→ What to do:
Reproduce the text on the medieval Black Death plague below word for word, from its first sentence to its last.
(Beginning of Text)
Syriac inscriptions on ancient tombstones in cemeteries in modern-day Kyrgyzstan hinted to a trading community devastated by the plague, leading to a multi-disciplinary international study.
So we all did a little complaining over the past two years of the COVID-19 outbreak. Some people felt put off by having to wear a mask all the time, others got stir crazy staying at home for so long. But if you compare the whole experience to the outbreak of the medieval Black Death plague pandemic, that might put things in perspective and we can be thankful for modern medicine.
That plague – caused by the bacterium Yersinia pestis and passed on by infected fleas hosted by rodents – first entered the Mediterranean in 1347 via trade ships transporting goods from the territories of the western part of the Mongol empire in the Black Sea region.
From there it spread reaching Europe in 1348, hitting the Middle East and northern Africa, wiping out almost 60 percent of the population in this large-scale break out which became known as the Black Death. This first wave further then extended into a 500-year-long pandemic, the so-called Second Plague Pandemic, which lasted until the early 19th century. No vaccines back then.
(End of Text)
(Beginning of Data to examine)
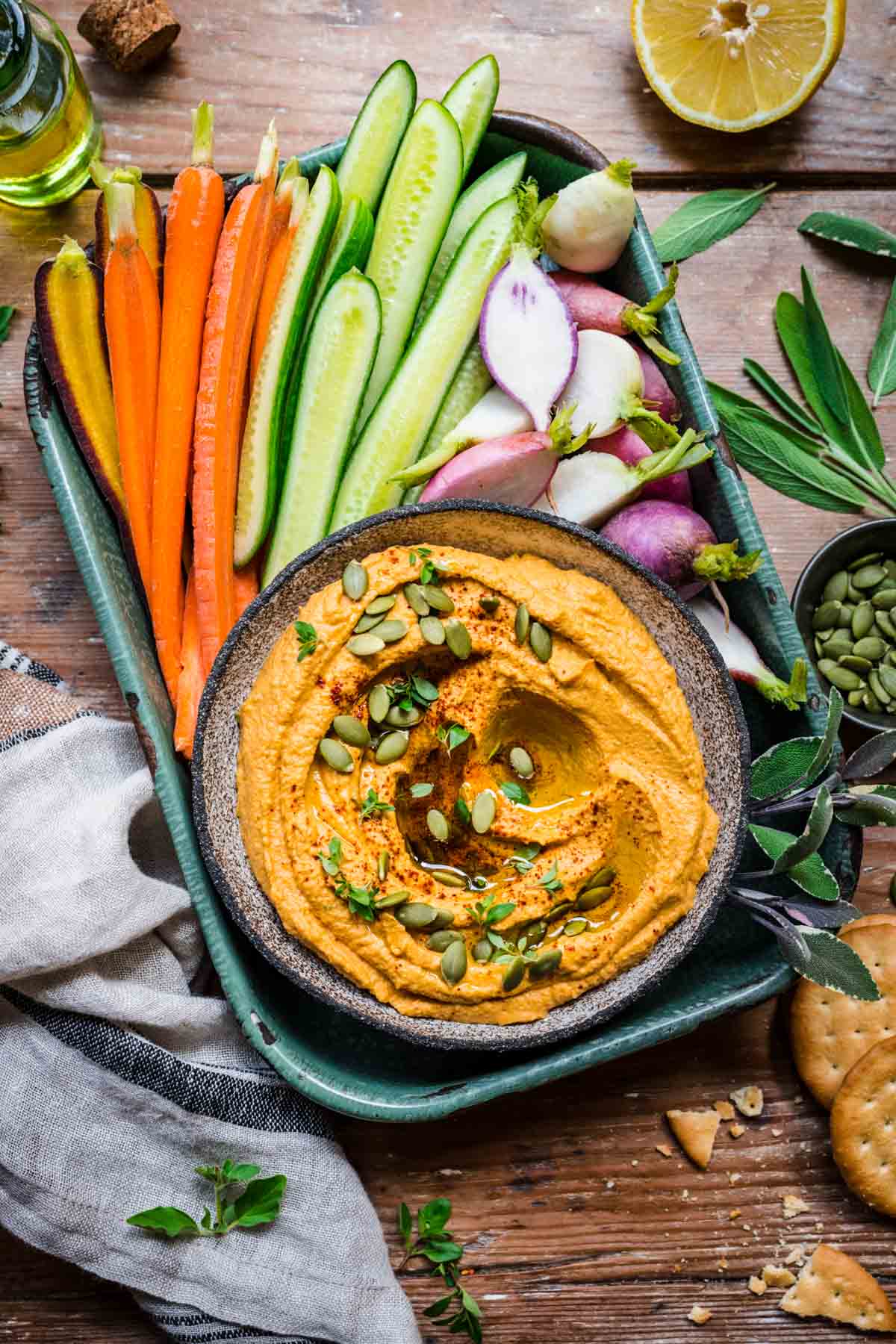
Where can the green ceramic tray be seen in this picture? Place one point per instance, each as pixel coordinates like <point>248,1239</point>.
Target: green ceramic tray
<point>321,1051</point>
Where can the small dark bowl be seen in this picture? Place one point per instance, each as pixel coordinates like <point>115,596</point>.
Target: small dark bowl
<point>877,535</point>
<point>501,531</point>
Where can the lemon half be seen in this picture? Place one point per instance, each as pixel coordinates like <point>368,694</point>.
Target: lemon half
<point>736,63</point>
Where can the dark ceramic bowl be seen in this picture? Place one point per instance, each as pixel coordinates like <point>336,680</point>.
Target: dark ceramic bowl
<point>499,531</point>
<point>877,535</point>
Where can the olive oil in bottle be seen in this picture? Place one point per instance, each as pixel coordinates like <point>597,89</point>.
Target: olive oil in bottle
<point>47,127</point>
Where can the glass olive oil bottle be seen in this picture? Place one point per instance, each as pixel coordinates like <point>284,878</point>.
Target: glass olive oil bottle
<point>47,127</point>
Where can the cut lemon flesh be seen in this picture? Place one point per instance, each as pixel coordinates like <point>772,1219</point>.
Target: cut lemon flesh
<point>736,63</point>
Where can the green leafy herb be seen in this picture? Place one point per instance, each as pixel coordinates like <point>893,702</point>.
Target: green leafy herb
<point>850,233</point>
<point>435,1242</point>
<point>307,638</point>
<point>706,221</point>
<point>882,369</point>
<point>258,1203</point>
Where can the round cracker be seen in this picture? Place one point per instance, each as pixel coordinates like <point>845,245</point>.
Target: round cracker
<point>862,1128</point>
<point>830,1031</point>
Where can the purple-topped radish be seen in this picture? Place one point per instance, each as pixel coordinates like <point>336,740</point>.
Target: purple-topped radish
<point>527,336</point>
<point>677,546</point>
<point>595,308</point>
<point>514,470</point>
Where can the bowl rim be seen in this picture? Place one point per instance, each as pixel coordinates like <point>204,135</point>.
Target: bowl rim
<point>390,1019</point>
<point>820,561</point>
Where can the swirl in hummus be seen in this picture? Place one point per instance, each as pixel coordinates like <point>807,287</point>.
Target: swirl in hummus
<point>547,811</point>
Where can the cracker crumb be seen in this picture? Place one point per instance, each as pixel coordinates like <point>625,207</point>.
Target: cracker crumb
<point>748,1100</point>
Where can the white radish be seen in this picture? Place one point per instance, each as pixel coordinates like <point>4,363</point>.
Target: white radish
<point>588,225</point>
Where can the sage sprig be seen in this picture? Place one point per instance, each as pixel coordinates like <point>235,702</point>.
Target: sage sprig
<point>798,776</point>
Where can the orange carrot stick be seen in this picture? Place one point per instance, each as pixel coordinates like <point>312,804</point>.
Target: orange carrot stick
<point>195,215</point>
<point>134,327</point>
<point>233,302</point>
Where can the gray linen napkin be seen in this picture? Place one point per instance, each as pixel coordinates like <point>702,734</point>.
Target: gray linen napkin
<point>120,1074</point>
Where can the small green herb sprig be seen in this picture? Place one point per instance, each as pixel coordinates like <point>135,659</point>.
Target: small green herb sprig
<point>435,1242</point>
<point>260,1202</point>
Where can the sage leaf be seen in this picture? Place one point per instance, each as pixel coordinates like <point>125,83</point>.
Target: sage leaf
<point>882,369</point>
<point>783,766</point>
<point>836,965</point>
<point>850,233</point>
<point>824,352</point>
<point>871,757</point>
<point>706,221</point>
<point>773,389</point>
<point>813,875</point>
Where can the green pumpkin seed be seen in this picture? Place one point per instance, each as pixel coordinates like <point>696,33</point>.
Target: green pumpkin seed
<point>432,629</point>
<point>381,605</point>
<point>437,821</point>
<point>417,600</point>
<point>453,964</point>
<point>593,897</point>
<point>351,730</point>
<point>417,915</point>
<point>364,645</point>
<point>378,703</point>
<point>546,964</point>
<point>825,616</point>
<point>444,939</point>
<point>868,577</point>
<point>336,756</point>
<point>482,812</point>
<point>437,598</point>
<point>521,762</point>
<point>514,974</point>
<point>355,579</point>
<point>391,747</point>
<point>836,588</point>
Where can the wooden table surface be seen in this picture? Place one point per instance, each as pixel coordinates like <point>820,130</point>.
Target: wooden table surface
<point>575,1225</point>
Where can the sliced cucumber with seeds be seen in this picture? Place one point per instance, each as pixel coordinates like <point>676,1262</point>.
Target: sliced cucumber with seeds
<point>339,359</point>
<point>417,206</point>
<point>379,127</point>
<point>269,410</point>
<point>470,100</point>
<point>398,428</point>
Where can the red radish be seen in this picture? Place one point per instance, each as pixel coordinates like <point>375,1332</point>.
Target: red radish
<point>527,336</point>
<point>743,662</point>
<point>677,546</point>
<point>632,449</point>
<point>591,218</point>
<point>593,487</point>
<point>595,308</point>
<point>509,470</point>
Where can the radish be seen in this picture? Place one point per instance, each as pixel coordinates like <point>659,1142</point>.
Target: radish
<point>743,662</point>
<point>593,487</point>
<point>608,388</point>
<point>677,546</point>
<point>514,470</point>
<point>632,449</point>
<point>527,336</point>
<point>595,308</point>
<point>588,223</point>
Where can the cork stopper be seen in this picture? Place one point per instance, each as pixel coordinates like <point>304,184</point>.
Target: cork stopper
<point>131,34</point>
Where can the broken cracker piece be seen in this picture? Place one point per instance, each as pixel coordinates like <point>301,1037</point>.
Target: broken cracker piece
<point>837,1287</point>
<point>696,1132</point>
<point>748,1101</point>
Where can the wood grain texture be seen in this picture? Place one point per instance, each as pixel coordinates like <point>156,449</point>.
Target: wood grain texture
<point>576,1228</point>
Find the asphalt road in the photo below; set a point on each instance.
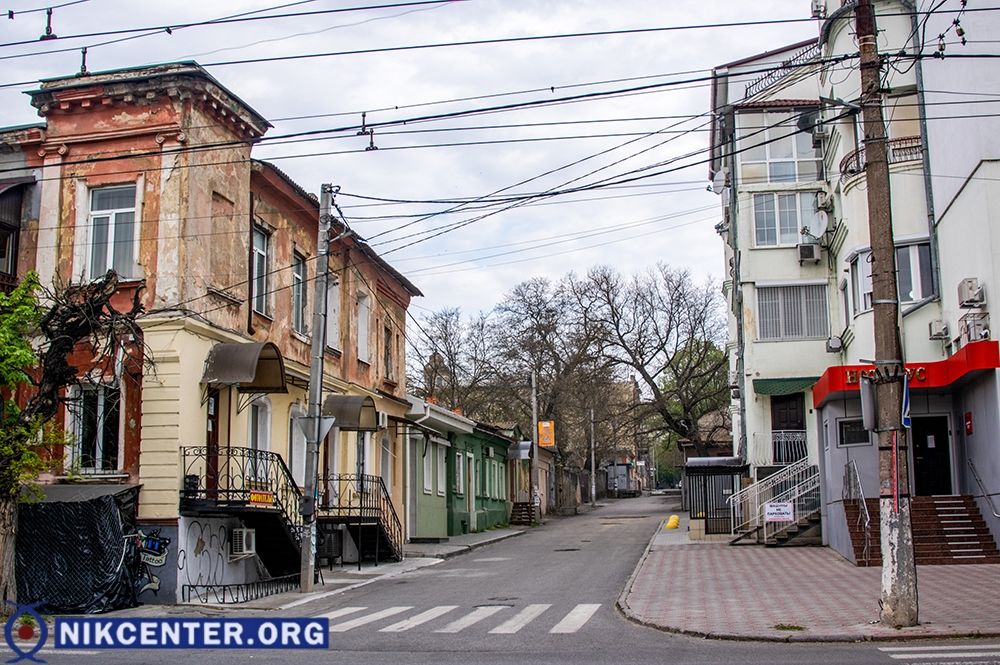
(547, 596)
(End of Data to examine)
→ Task solution:
Syriac inscriptions on ancient tombstones in cemeteries in modern-day Kyrgyzstan hinted to a trading community devastated by the plague, leading to a multi-disciplinary international study.
So we all did a little complaining over the past two years of the COVID-19 outbreak. Some people felt put off by having to wear a mask all the time, others got stir crazy staying at home for so long. But if you compare the whole experience to the outbreak of the medieval Black Death plague pandemic, that might put things in perspective and we can be thankful for modern medicine.
That plague – caused by the bacterium Yersinia pestis and passed on by infected fleas hosted by rodents – first entered the Mediterranean in 1347 via trade ships transporting goods from the territories of the western part of the Mongol empire in the Black Sea region.
From there it spread reaching Europe in 1348, hitting the Middle East and northern Africa, wiping out almost 60 percent of the population in this large-scale break out which became known as the Black Death. This first wave further then extended into a 500-year-long pandemic, the so-called Second Plague Pandemic, which lasted until the early 19th century. No vaccines back then.